§ **DO THIS**
Leave out the pictures and repeat everything else in the records exactly.

[Stored items]
_____
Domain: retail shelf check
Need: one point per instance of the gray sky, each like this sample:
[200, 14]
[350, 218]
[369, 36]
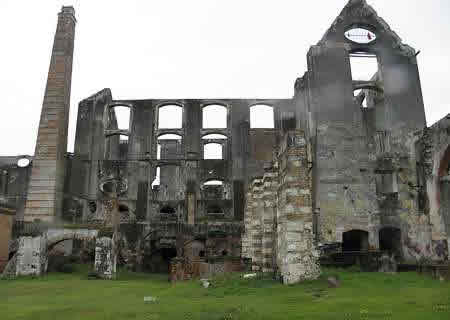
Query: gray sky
[191, 49]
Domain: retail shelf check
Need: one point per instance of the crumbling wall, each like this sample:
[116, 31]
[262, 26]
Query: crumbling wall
[297, 256]
[105, 265]
[268, 218]
[31, 256]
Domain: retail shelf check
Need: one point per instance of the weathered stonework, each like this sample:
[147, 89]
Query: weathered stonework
[31, 256]
[45, 189]
[297, 255]
[333, 171]
[105, 264]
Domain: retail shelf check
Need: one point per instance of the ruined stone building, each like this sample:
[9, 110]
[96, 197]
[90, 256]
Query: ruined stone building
[348, 159]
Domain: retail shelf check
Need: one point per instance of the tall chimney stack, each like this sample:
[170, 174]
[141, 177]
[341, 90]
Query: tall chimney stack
[45, 189]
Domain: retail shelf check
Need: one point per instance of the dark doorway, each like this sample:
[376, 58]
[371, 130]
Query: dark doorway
[355, 240]
[391, 240]
[159, 261]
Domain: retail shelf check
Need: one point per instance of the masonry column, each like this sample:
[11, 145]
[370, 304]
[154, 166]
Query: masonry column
[44, 199]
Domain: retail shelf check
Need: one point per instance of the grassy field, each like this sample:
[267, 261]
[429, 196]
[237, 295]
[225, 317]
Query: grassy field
[361, 296]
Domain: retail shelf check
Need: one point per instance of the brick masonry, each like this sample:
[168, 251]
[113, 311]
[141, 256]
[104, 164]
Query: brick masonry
[45, 188]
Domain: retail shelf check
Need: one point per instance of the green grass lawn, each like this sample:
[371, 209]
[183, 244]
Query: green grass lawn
[361, 296]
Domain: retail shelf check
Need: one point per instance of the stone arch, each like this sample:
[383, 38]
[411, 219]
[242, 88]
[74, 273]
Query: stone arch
[355, 240]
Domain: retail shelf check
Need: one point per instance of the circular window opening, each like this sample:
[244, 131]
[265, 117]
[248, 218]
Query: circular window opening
[360, 35]
[24, 162]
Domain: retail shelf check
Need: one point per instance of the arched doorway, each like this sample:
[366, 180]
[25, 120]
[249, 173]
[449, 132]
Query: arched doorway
[355, 240]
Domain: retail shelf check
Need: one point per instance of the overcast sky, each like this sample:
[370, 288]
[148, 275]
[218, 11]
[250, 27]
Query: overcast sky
[191, 49]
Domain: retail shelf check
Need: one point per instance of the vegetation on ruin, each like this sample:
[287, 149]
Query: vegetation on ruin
[360, 296]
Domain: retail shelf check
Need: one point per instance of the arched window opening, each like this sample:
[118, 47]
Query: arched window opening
[361, 97]
[355, 240]
[212, 151]
[23, 162]
[157, 180]
[170, 146]
[360, 35]
[167, 210]
[213, 183]
[261, 116]
[364, 66]
[214, 209]
[116, 147]
[170, 117]
[170, 136]
[121, 116]
[214, 116]
[390, 240]
[214, 136]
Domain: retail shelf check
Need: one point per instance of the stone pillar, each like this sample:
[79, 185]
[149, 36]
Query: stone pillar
[296, 255]
[31, 256]
[256, 227]
[270, 184]
[44, 200]
[191, 208]
[105, 264]
[247, 245]
[6, 222]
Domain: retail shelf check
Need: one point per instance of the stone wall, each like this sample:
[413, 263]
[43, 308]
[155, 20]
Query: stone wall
[297, 257]
[31, 257]
[6, 221]
[282, 200]
[104, 264]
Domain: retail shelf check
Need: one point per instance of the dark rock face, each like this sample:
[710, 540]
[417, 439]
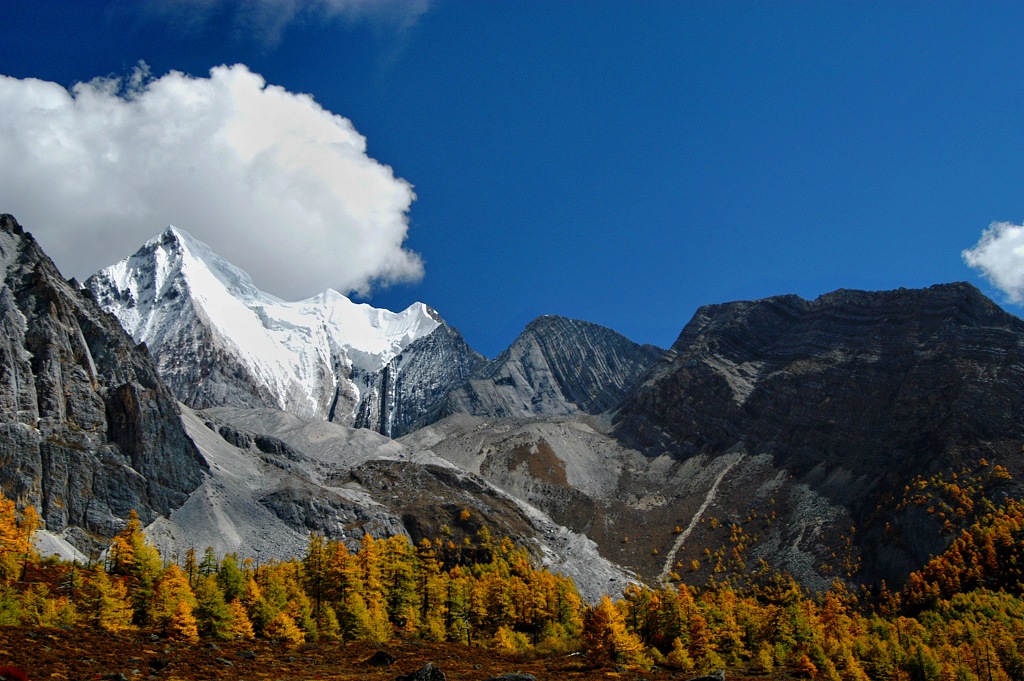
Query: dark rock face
[852, 393]
[556, 367]
[411, 390]
[88, 429]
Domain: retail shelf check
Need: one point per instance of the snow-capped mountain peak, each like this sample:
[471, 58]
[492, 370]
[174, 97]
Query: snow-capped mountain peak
[219, 340]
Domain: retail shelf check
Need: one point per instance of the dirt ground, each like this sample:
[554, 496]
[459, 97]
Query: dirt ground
[83, 654]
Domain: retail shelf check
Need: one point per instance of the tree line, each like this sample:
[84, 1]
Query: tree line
[960, 618]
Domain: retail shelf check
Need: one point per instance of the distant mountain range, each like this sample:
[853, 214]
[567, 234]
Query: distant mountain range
[848, 436]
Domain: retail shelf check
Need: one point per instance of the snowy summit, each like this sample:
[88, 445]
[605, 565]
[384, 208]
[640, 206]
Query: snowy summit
[314, 357]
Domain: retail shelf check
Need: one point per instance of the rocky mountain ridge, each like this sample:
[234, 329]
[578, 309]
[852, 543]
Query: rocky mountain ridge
[556, 367]
[89, 430]
[849, 435]
[855, 395]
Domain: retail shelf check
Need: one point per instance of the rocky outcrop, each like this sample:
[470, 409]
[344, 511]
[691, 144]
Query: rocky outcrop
[411, 390]
[556, 367]
[851, 394]
[89, 431]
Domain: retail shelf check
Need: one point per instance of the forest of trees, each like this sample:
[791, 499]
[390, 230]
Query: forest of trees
[960, 619]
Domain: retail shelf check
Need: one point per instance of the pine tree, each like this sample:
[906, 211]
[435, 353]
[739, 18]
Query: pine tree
[182, 623]
[170, 590]
[241, 627]
[230, 578]
[213, 615]
[606, 636]
[108, 602]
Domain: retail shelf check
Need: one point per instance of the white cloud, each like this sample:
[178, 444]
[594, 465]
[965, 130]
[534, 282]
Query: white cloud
[999, 258]
[268, 178]
[266, 20]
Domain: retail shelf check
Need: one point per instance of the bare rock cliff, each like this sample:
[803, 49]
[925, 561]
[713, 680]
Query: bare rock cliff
[88, 431]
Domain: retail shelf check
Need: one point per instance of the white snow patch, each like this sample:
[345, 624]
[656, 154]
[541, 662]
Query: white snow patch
[292, 347]
[49, 544]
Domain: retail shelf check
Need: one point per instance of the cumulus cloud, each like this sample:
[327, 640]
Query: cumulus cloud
[999, 258]
[266, 20]
[271, 180]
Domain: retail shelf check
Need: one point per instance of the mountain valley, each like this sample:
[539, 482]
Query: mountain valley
[848, 436]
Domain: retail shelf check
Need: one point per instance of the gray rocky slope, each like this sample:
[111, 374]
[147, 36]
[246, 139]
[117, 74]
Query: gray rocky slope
[850, 397]
[556, 367]
[274, 477]
[88, 430]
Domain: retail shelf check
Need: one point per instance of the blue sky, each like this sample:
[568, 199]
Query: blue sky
_____
§ **RESPONSE**
Domain: retail shelf check
Need: one point per instance of the gray sky, each like this sample:
[200, 14]
[350, 218]
[369, 36]
Query: gray sky
[191, 49]
Domain: retail shelf check
Need: one point per instance of the crumbling wall, each like this sample:
[116, 31]
[262, 26]
Query: crumbling wall
[297, 256]
[105, 265]
[268, 218]
[31, 256]
Domain: retail shelf check
Need: one point per instance of the weathered stonework, each like this sample:
[147, 89]
Query: weathered stonework
[31, 256]
[45, 189]
[297, 255]
[333, 171]
[105, 264]
Domain: retail shelf check
Need: one point per instance of the ruined stone building, each like this sample:
[9, 110]
[96, 197]
[90, 256]
Query: ruined stone building
[348, 159]
Domain: retail shelf check
Need: one point per instance of the tall chimney stack, each like this sample:
[170, 174]
[141, 177]
[341, 90]
Query: tall chimney stack
[45, 189]
Domain: retail shelf check
Need: one point per instance of the dark doorway, each like this sample:
[376, 58]
[371, 130]
Query: dark doorway
[355, 240]
[391, 240]
[159, 261]
Domain: retail shelf check
Need: one point per instance of the masonry column, each like this sample:
[11, 145]
[370, 304]
[154, 166]
Query: masonry column
[44, 199]
Domain: retail shelf check
Need: one point per instance of the grassy field, each like this sample:
[267, 261]
[429, 196]
[237, 295]
[225, 317]
Query: grassy field
[361, 296]
Domain: retail shelf check
Need: one point per instance of the brick masonry, each like this sample:
[168, 251]
[113, 311]
[141, 256]
[104, 164]
Query: brick masonry
[45, 188]
Domain: retail shelf check
Need: one point per instance of the green grass lawn, each like this sample:
[371, 209]
[183, 244]
Query: green grass lawn
[361, 296]
Domain: retail shelf check
Need: one point per instance of the stone arch, each like this sample:
[383, 38]
[411, 219]
[242, 88]
[74, 273]
Query: stone arch
[355, 240]
Domain: retail shelf check
Need: one point per instance of the circular window opening, each like this sample:
[244, 131]
[265, 117]
[248, 218]
Query: circular window opening
[360, 35]
[24, 162]
Domain: retail shelf check
Need: one point per instance of the arched doorway, each like this sample:
[366, 180]
[25, 120]
[249, 173]
[449, 132]
Query: arched doorway
[355, 240]
Domain: retail shelf check
Need: one point per instance of the overcast sky, each like this sample:
[370, 288]
[148, 275]
[218, 11]
[250, 27]
Query: overcast sky
[191, 49]
Domain: retail shelf check
Need: one point per instance of the vegetation on ruin, each like this sample:
[287, 149]
Query: vegetation on ruin
[360, 296]
Domain: retail shelf check
Need: one point per instance of the arched window opening, each like this sample:
[118, 47]
Query: arched window opening
[361, 97]
[355, 240]
[212, 151]
[23, 162]
[157, 180]
[170, 146]
[360, 35]
[167, 210]
[213, 183]
[261, 116]
[364, 66]
[214, 209]
[116, 147]
[170, 117]
[170, 136]
[121, 116]
[214, 116]
[390, 240]
[214, 136]
Domain: retail shelf check
Need: one point per instance of the stone pillar, each like this sample:
[79, 185]
[149, 36]
Query: stone pillar
[296, 255]
[31, 256]
[256, 227]
[270, 184]
[44, 200]
[191, 208]
[105, 264]
[247, 245]
[6, 222]
Domain: retail shelf check
Need: one point per instance of the stone wall, each like this sample:
[413, 263]
[43, 308]
[155, 20]
Query: stone wall
[297, 257]
[31, 257]
[6, 221]
[282, 200]
[104, 264]
Domain: retail shelf check
Need: one point per instance of the dark rock face, each like this sample:
[710, 540]
[417, 439]
Query: dark rock face
[852, 393]
[556, 367]
[411, 390]
[88, 429]
Domain: retail shelf check
Need: one point per instance of the snow-capped mountain peak, each like this sample:
[471, 58]
[492, 370]
[174, 97]
Query: snow-capped mountain peak
[219, 340]
Domain: retail shelf check
Need: one point per instance of the dirt ground, each like this sample:
[554, 496]
[459, 97]
Query: dirt ground
[83, 654]
Domain: retail shelf check
Need: one point per instance of the tree line, each like this sample:
[84, 1]
Query: tree line
[960, 618]
Domain: retail shelf check
Need: one point per instance of the distant mountain range, each like this sample:
[853, 214]
[567, 234]
Query: distant mountain range
[848, 436]
Domain: retail shelf check
Need: one point per instance of the snowy summit, each like this sample:
[88, 445]
[605, 565]
[384, 208]
[640, 206]
Query: snowy summit
[314, 357]
Domain: retail shelf check
Need: one point per instance of the rocky mountain ridge, each like this sample:
[234, 329]
[578, 309]
[852, 543]
Query: rocky mountain ridge
[556, 367]
[89, 430]
[849, 435]
[855, 395]
Domain: retail shelf check
Need: one point per instance of the rocky outcrop, each like this sample:
[470, 409]
[344, 511]
[691, 144]
Query: rocky outcrop
[411, 390]
[556, 367]
[851, 394]
[89, 431]
Domain: retail shelf check
Need: one point per instance of the forest of trees, each like this sample:
[791, 499]
[390, 230]
Query: forest of trees
[960, 619]
Domain: retail shelf check
Need: one point per instance of the pine tree, each like this sample:
[906, 211]
[435, 353]
[739, 18]
Query: pine tree
[182, 623]
[170, 590]
[241, 627]
[230, 578]
[213, 615]
[606, 636]
[108, 602]
Domain: retail shelf check
Need: one point per instance of the white cloud, each like this sample:
[178, 444]
[594, 465]
[965, 130]
[534, 282]
Query: white cloud
[999, 258]
[268, 178]
[266, 20]
Domain: retail shelf check
Need: one point per instance of the bare rock cliff, each like this sample:
[803, 49]
[925, 561]
[713, 680]
Query: bare rock cliff
[88, 431]
Domain: retail shelf check
Need: one point per instance of the white snow patch, each like this sample:
[345, 624]
[656, 154]
[541, 662]
Query: white snow patch
[292, 347]
[49, 544]
Domain: retail shelf check
Need: one point per instance of the cumulus cloud, each like this sample:
[327, 640]
Query: cumulus cloud
[999, 258]
[266, 20]
[271, 180]
Domain: retail shelf check
Need: one point per instance of the mountain valley, each like this sample:
[539, 482]
Query: mountain valley
[848, 436]
Domain: retail shelf check
Need: one point per instance of the gray rocky slope, each like this sample:
[111, 374]
[147, 36]
[246, 139]
[117, 74]
Query: gray rocky slope
[850, 397]
[556, 367]
[274, 477]
[88, 430]
Domain: retail shelf check
Need: one point per instance of the blue sky, each like this sample:
[568, 199]
Query: blue sky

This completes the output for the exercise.